Put each line of the rows below into a Markdown table with the columns "No." and "Line," numbering the lines and skipping any blank ones. Leave the pictures out of the table.
* start Entries provided *
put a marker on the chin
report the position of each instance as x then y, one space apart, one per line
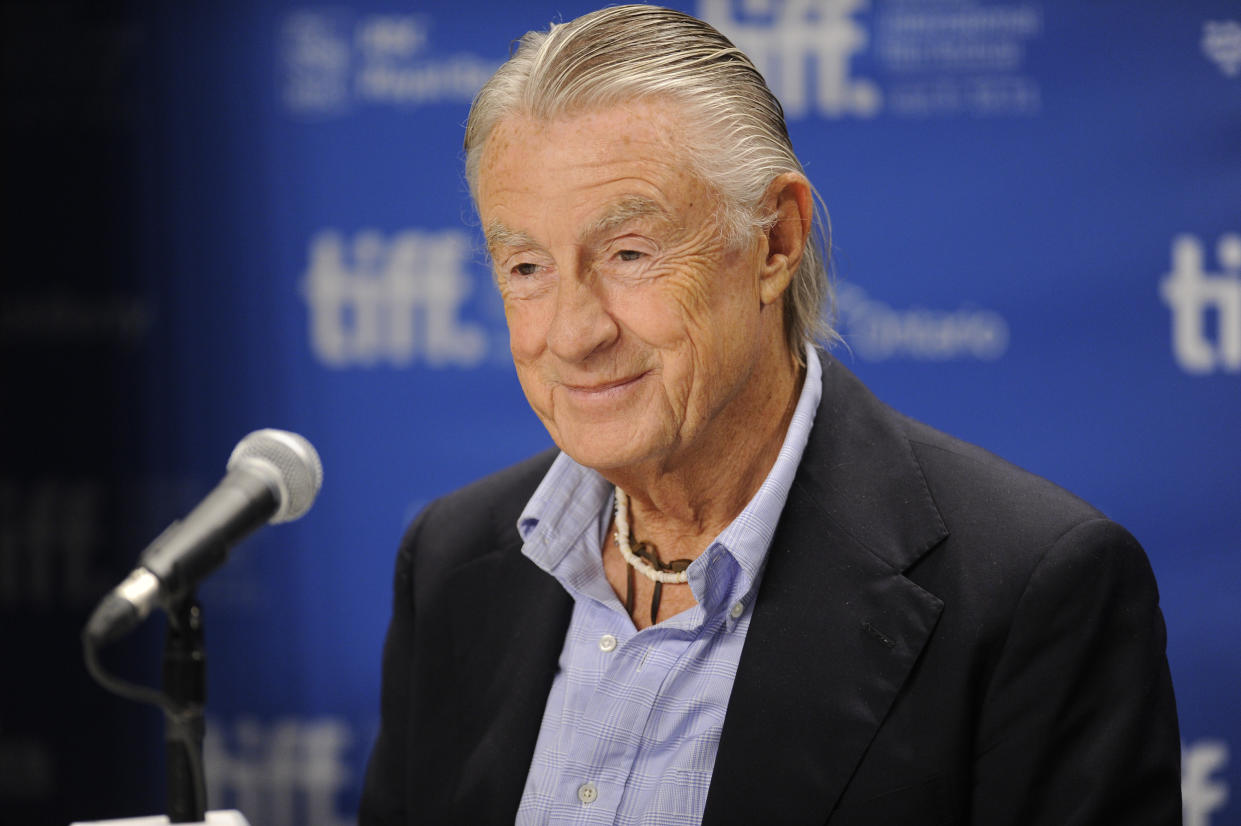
602 452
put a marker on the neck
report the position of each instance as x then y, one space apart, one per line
683 502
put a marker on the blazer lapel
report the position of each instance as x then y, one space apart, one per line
837 626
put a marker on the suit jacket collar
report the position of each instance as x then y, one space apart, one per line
837 625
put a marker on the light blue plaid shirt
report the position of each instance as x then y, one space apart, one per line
633 719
* end Entries provided *
Problem solution:
| No. | Line |
|---|---|
| 1 | put a marker on the chin |
| 2 | report the position of each instance as x then y, one space apart, one per line |
| 3 | 602 452 |
| 4 | put a marker on the neck |
| 5 | report the position of each instance as x then y, one space apart, one per line |
| 6 | 683 502 |
| 7 | put a marker on the blazer lapel |
| 8 | report the position of each instance as x then y, one space apart, one per line |
| 9 | 837 626 |
| 10 | put a marker on the suit jacket collar |
| 11 | report the position of each instance as x then y, one space apart, one per line |
| 12 | 837 625 |
| 13 | put a marker on the light blue plaid shirt |
| 14 | report the position of each instance as x then y, one space apart, one per line |
| 15 | 633 719 |